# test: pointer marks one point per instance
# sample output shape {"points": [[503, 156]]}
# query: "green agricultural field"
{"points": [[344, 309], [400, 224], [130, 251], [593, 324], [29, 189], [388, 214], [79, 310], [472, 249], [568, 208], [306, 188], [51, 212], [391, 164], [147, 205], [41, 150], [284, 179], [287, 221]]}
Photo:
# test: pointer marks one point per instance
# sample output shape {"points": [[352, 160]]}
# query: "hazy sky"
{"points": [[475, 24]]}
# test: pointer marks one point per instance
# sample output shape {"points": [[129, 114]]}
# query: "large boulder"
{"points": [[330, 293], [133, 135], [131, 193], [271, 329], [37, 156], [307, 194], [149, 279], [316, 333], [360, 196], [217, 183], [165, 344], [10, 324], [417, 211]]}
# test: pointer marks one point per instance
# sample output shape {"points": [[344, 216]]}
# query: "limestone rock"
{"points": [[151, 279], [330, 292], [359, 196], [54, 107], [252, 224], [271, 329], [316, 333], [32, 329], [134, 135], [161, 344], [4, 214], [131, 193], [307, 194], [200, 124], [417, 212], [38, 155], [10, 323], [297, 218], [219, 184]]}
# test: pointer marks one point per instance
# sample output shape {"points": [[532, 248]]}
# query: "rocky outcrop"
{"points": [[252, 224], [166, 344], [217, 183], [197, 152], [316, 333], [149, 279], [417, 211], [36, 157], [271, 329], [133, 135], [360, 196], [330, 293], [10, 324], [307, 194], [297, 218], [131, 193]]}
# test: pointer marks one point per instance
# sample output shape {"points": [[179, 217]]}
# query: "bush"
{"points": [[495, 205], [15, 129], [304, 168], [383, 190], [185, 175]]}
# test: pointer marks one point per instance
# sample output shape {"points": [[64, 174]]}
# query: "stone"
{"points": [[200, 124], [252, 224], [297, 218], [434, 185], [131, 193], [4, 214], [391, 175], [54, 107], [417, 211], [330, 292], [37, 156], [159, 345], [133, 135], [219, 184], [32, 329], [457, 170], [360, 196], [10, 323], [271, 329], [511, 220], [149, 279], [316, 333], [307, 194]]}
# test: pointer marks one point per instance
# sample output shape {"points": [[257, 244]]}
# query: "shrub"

--*--

▶ _TO DO_
All entries shown above should be printed again exactly.

▶ _ANSWER TO THE PROBLEM_
# test: pointer marks one point per instance
# sample output shape {"points": [[503, 156]]}
# query: "green agricultural field"
{"points": [[344, 309], [400, 224], [130, 251], [593, 324], [29, 189], [388, 214], [79, 310], [472, 249], [568, 208], [306, 188], [51, 212], [391, 164], [147, 205], [41, 150], [284, 179], [287, 221]]}
Photo:
# test: pointer marks one point per instance
# sample output shape {"points": [[352, 160]]}
# query: "hazy sky"
{"points": [[475, 24]]}
# test: pointer marks one point per instance
# sample output shape {"points": [[129, 114]]}
# query: "large boulder"
{"points": [[330, 293], [133, 135], [131, 193], [271, 329], [37, 156], [307, 194], [149, 279], [316, 333], [360, 196], [217, 183], [165, 344], [10, 324], [417, 211]]}
# test: pointer marks one point per instance
# sample output shape {"points": [[344, 216]]}
# query: "limestone rock"
{"points": [[151, 279], [330, 292], [359, 196], [54, 107], [252, 224], [271, 329], [316, 333], [32, 329], [134, 135], [161, 344], [4, 214], [131, 193], [307, 194], [200, 124], [417, 212], [38, 155], [10, 323], [297, 218], [219, 184]]}
# test: pointer marks one point per instance
# sample output shape {"points": [[532, 248]]}
# query: "rocky outcrop"
{"points": [[252, 224], [166, 344], [217, 183], [197, 152], [316, 333], [149, 279], [417, 211], [36, 157], [271, 329], [133, 135], [360, 196], [330, 293], [10, 324], [307, 194], [297, 218], [131, 193]]}
# test: pointer marks one point per instance
# sample output shape {"points": [[179, 217]]}
# query: "bush"
{"points": [[495, 205], [15, 129], [304, 168], [383, 190], [185, 175]]}
# test: pointer marks one point per instance
# sample output shape {"points": [[64, 174]]}
# query: "stone"
{"points": [[200, 124], [252, 224], [297, 218], [434, 185], [131, 193], [4, 214], [391, 175], [54, 107], [417, 211], [330, 292], [37, 156], [159, 345], [133, 135], [219, 184], [32, 329], [457, 170], [360, 196], [10, 323], [271, 329], [511, 220], [149, 279], [316, 333], [307, 194]]}
# test: pointer marks one point per instance
# sample output shape {"points": [[257, 244]]}
# query: "shrub"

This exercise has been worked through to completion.